# Confused - Smith Machine Squats Feet Forward



## Contest (Oct 4, 2011)

Hi all,

I'm a little confused. I was under the impression that when performing smith machine squats with your feet forward, it targets and isolates the quads but today I've read a few conflicting articles stating that the emphasis is placed more on the hams and glutes when the feet are positioned forward.

http://www.musclemag.com/muscle-building/what-happens-when-you-move-your-feet-in-front/#.Uwp3fF4jlPM

http://www.muscleandfitness.com/workouts/legs-exercises/lower-body-blaster-bigger-stronger-legs

Can someone shed some light on this?


----------



## big_jim_87 (Jul 9, 2009)

Feet forward will engage the ham/gluts more.

Still hit quads tho...

Front squat- shifts tension to quad.

Conventional squat- slightly more even over all.

Hack squat- lots more ham glut involvement.

They will all work the quads well tho.


----------



## Contest (Oct 4, 2011)

big_jim_87 said:


> Feet forward will engage the ham/gluts more.
> 
> Still hit quads tho...
> 
> ...


This is completely new to me. I was always under the impression that hacks were also used as a quad builder.

So are you saying with hacks and smith machine squats with feet positioned forward, the main emphasis is hams and glutes with quads being the secondary muscle?

What kind of pressing type movement can be used to target the quads mate excluding free-weight squats?

The only thing I can think of is the leg press and the v-squat.

I trained legs today and did 6 sets on the leg press but for some reason I just didn't feel like they got hit properly.


----------



## fastcar_uk (Jan 30, 2013)

Feet back KILLS my knees!!


----------



## Contest (Oct 4, 2011)

MissMartinez said:


> If feet are lower back it targets quads more I thought... The more feet forward the more glute Hams used was what I thought


That's what I've discovered today but I know a lot of people who think its actually the opposite.

I know a lot of people who pound hack squats and smith machine squats with their feet forward in an attempt to isolate their quads.

On a side note, how easy is to a2g when doing smith squats with your feet under your hips? I can a2g no problem when my feet are forward as I can lean against the bar but can't a2g to save my life when doing free weight squats. Just curious whether I'll have the same issue when doing smith squats with my feet under my hips.

(Excerpts of bounding box data)
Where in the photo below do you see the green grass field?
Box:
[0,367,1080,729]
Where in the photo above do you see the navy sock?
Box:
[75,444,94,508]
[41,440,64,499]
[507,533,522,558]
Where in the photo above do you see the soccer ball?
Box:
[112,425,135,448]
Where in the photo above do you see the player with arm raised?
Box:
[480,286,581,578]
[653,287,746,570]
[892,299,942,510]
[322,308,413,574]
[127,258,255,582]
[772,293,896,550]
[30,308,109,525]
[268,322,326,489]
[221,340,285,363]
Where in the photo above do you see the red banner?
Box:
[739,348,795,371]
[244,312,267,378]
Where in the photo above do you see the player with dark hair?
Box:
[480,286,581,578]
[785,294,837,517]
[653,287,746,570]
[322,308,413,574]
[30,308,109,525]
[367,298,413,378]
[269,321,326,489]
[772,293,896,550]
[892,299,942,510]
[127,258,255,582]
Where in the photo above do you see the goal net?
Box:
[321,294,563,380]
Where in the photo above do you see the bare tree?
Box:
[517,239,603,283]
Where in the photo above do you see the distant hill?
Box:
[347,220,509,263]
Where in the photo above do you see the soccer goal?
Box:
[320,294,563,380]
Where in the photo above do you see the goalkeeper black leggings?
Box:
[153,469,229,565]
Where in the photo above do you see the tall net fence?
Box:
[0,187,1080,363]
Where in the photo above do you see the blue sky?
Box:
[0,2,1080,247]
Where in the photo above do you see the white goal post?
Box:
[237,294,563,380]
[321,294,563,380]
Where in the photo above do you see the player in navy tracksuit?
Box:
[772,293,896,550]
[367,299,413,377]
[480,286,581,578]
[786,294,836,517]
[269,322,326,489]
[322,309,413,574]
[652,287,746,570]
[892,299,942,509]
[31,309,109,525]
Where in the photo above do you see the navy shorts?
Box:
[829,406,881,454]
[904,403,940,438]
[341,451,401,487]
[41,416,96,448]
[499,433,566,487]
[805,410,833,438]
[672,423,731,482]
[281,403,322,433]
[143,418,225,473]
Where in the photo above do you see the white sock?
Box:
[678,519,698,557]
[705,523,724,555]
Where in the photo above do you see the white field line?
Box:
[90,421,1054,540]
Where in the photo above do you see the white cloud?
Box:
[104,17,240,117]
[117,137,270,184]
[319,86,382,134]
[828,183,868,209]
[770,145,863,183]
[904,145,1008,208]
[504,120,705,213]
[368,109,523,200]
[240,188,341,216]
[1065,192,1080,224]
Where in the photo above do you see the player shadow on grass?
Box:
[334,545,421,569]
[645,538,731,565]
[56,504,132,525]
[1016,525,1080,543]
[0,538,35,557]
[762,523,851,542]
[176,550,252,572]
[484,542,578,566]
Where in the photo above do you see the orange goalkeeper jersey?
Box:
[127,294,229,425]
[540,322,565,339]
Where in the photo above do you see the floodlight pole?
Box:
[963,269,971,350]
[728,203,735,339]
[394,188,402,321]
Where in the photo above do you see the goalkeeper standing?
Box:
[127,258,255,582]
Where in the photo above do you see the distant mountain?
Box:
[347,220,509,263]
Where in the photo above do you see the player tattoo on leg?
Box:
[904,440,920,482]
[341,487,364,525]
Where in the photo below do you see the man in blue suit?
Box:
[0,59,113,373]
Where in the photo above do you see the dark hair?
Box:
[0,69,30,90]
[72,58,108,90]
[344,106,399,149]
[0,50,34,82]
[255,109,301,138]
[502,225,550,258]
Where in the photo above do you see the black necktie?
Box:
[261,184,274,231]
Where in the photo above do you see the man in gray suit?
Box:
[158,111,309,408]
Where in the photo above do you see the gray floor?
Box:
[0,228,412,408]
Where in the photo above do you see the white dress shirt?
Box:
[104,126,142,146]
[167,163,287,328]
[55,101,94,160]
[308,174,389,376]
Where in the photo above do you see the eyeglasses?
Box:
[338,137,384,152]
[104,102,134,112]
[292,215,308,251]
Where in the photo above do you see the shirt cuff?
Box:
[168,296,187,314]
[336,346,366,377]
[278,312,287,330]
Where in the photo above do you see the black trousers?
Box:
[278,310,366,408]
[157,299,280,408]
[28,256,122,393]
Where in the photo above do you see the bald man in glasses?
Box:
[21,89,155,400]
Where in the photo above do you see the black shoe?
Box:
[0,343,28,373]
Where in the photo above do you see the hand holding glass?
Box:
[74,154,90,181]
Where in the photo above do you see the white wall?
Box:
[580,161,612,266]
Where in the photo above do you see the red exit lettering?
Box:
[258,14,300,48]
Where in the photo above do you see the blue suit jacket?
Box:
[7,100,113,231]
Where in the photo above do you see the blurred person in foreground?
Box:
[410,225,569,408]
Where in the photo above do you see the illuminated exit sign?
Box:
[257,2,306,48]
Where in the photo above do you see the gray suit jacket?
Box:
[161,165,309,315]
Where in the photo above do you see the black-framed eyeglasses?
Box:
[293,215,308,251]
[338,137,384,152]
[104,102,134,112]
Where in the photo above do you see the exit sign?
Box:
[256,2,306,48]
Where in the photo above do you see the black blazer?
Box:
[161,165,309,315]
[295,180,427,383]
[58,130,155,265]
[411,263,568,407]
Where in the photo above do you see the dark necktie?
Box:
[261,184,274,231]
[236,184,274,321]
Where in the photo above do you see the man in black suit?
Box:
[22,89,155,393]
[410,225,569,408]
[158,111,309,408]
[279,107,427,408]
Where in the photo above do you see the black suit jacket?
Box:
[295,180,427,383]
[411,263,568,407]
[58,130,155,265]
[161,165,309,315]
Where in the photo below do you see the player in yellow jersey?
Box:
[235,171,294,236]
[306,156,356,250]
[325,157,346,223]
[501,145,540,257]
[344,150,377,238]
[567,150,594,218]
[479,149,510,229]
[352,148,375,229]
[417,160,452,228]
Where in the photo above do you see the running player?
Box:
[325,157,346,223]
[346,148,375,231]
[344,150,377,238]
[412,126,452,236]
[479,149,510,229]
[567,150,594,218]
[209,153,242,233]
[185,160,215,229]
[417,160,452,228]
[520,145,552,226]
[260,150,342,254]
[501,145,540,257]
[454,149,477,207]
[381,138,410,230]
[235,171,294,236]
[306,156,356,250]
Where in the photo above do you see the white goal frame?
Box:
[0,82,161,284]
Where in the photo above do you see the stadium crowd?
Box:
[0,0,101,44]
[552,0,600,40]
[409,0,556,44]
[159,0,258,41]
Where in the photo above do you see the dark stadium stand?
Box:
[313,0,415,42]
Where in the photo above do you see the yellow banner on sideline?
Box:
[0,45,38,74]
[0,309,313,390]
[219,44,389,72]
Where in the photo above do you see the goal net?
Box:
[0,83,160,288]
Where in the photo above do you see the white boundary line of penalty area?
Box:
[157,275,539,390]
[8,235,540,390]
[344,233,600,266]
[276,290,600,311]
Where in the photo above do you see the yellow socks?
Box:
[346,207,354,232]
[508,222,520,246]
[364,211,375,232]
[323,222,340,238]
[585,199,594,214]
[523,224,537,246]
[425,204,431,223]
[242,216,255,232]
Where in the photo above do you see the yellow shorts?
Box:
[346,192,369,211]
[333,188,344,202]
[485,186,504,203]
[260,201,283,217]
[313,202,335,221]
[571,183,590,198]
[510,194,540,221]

## WHAT YOU NEED TO DO
a: In the forum thread on Smith machine squats, shorten the paragraph beginning "On a side note, how easy" while keeping its main facts.
b: Retype everything in the forum thread on Smith machine squats from "So are you saying" down to "excluding free-weight squats?".
c: Extend the forum thread on Smith machine squats beyond its last post.
The records are separate from the forum thread on Smith machine squats.

## RESULTS OF THE EXERCISE
a: With feet forward on the Smith machine, the poster can a2g easily by leaning against the bar, but cannot a2g at all in free-weight squats. The poster asks how easy a2g is in Smith squats with the feet under the hips, and whether the same problem will arise there.

b:
So are you saying with hacks and smith machine squats with feet positioned forward, the main emphasis is hams and glutes with quads being the secondary muscle?

What kind of pressing type movement can be used to target the quads mate excluding free-weight squats?

c:
----------



## big_jim_87 (Jul 9, 2009)

Contest said:


> This is completely new to me. I was always under the impression that hacks were also used as a quad builder.
> 
> So are you saying with hacks and smith machine squats with feet positioned forward, the main emphasis is hams and glutes with quads being the secondary muscle?
> 
> ...


No no, all of these will target quads very well... Just the further forward your feet placement the more ham/glut will be recruited.

Have you ever tried a pre exhaust on legs?

Extensions to failure then a press like hack or leg press?

This is a good way to help develop your mind muscle connection.

Its also a good way to focus on the quads.

Hack is a good movement to do bud keep it in for a while.

The key is to mix up what you do... So hacks for a few weeks then leg press etc.

Or better yet do them both?

Nothing wrong with 2 big pressing movements in a workout.


----------



## big_jim_87 (Jul 9, 2009)

Contest said:


> That's what I've discovered today but I know a lot of people who think its actually the opposite.
> 
> I know a lot of people who pound hack squats and smith machine squats with their feet forward in an attempt to isolate their quads.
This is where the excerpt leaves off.